(Source records)
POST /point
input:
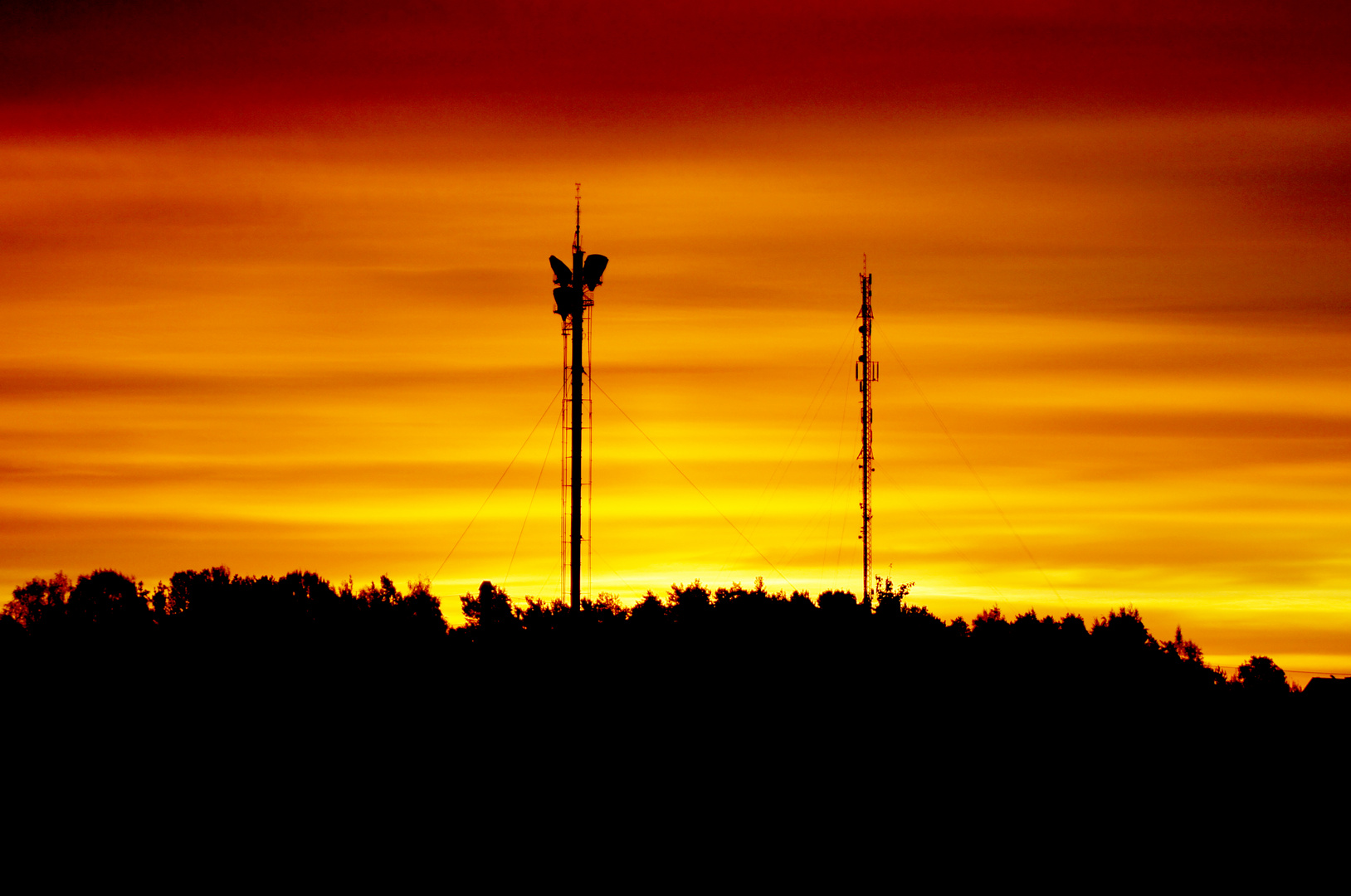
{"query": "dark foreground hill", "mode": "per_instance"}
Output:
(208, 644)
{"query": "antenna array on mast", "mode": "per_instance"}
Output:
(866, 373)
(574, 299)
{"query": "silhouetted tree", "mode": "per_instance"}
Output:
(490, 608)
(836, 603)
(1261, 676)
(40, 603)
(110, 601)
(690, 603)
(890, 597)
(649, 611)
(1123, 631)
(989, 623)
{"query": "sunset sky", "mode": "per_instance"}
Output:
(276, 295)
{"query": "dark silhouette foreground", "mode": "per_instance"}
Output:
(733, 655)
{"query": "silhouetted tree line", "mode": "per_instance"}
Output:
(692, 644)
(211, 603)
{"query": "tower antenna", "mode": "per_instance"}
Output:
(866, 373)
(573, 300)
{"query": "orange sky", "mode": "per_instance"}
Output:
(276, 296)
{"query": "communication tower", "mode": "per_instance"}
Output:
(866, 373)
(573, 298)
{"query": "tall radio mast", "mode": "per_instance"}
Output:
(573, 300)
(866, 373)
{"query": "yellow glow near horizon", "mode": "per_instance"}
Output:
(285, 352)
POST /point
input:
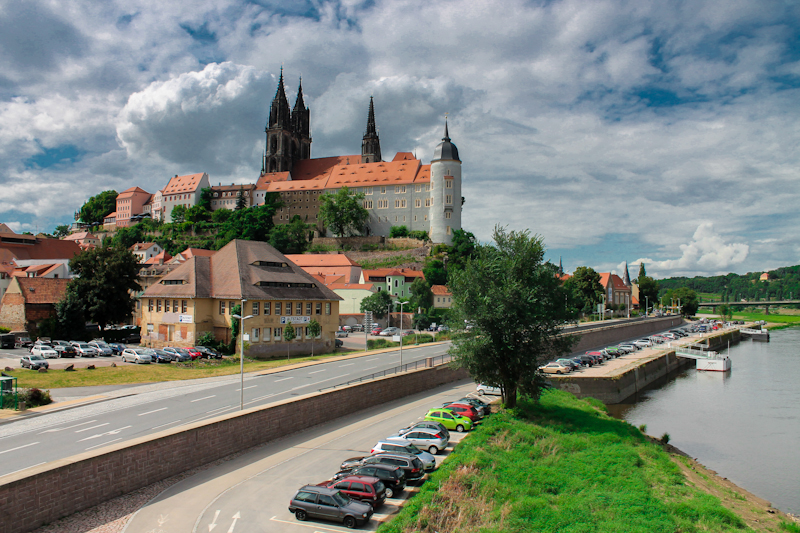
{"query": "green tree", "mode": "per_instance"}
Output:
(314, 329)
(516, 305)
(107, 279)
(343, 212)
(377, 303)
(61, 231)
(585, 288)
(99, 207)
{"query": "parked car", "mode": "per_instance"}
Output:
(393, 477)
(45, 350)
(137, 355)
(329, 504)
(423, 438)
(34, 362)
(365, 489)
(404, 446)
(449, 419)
* * *
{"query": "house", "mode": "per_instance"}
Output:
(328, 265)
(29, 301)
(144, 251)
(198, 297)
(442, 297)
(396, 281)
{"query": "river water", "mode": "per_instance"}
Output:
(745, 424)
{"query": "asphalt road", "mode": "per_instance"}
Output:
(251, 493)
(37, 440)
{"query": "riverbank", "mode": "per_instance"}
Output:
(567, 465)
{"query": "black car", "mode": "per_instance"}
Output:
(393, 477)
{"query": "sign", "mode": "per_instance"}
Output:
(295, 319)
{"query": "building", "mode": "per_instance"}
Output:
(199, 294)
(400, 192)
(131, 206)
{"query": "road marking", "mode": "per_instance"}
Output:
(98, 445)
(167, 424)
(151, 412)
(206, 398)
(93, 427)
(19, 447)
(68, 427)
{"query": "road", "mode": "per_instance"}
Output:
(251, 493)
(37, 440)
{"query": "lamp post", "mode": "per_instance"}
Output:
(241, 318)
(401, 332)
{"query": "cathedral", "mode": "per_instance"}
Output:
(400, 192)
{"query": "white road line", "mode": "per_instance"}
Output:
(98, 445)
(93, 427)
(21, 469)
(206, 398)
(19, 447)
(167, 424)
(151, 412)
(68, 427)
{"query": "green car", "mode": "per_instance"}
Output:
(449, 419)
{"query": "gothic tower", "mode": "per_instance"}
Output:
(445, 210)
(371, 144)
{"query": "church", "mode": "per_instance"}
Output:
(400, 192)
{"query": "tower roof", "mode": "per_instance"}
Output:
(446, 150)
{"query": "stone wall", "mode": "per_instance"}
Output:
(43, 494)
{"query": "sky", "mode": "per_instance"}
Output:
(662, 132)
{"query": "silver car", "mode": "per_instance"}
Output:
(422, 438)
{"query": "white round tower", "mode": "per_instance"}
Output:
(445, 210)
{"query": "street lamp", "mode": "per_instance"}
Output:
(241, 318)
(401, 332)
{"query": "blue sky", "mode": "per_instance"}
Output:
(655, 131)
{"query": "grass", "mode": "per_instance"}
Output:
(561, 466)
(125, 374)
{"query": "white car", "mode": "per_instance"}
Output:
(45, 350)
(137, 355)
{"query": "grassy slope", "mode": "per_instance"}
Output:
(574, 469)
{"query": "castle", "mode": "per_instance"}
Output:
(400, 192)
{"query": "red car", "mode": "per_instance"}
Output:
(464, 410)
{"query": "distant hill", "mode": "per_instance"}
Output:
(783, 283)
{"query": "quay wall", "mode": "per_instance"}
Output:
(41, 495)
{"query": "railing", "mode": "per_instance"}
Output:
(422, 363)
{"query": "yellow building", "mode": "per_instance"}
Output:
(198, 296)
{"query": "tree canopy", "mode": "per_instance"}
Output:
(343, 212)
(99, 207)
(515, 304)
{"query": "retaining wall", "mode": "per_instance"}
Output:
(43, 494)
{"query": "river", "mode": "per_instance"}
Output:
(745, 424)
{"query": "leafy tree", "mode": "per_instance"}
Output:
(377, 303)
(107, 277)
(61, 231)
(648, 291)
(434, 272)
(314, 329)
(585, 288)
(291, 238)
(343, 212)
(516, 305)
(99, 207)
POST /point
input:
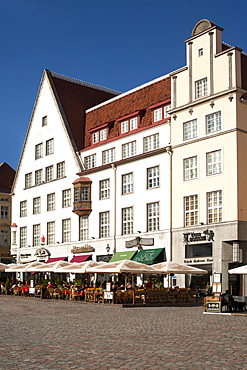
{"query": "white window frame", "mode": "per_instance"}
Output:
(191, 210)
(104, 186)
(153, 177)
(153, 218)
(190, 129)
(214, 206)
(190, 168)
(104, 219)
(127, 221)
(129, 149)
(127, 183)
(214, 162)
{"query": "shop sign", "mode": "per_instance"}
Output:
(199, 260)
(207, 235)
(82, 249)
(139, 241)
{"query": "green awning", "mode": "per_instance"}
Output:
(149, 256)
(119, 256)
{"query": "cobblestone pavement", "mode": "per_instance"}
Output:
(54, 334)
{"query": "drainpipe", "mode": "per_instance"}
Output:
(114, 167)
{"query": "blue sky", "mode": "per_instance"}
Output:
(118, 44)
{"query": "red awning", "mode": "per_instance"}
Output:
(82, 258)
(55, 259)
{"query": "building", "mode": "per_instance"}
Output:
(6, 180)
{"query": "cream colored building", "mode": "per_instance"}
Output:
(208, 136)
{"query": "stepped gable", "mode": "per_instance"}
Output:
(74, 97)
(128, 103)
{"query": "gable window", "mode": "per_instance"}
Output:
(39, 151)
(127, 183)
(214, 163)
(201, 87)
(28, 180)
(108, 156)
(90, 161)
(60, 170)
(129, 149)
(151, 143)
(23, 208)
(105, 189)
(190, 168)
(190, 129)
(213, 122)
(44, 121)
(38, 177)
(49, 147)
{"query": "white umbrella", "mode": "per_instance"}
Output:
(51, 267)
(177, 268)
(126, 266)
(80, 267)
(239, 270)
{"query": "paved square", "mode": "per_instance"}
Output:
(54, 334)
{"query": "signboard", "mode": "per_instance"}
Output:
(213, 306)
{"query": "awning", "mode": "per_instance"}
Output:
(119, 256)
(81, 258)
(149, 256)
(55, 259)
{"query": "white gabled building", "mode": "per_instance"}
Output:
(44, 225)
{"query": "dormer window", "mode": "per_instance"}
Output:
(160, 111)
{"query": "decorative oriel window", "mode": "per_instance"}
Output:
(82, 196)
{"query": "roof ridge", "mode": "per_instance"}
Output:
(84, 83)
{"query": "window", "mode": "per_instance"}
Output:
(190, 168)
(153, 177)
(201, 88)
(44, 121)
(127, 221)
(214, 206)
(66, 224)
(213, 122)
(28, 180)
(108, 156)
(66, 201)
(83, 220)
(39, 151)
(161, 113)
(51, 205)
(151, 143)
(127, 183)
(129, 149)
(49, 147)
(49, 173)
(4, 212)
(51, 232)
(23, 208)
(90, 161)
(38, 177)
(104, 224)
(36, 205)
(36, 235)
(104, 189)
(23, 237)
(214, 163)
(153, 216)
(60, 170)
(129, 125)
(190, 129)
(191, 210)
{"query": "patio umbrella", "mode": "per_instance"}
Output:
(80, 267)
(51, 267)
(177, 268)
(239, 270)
---
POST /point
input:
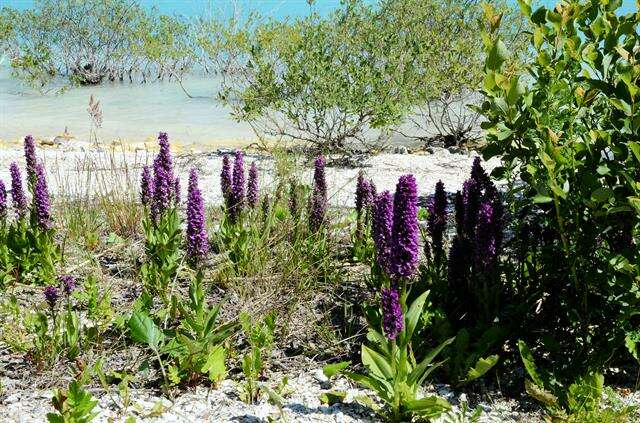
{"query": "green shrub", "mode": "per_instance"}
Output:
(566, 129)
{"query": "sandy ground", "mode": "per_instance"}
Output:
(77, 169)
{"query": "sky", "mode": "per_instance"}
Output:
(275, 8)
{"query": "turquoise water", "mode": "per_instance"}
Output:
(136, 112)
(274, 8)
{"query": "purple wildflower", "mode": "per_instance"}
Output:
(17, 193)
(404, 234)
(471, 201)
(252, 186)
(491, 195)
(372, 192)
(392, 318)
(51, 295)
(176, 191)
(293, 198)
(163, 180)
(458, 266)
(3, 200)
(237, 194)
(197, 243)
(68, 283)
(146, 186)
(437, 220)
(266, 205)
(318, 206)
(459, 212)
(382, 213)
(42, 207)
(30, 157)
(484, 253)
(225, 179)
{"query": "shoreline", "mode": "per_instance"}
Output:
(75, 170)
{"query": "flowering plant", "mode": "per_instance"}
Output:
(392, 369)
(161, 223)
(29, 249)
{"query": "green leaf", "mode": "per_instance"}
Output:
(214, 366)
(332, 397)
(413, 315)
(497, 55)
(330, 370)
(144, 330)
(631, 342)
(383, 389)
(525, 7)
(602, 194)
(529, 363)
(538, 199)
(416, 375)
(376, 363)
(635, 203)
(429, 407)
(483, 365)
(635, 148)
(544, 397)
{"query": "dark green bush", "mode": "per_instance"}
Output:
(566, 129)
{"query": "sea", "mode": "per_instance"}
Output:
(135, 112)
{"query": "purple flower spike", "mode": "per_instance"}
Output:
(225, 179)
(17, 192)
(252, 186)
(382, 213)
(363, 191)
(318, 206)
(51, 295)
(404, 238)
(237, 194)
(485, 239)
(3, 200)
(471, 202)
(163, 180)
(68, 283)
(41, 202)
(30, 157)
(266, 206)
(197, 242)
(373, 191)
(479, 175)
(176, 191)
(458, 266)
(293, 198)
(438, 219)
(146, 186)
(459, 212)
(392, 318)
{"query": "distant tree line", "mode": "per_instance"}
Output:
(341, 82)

(Task objective) The word "green" may turn up on some lines of these records; say how many, with no other words.

(Response) 6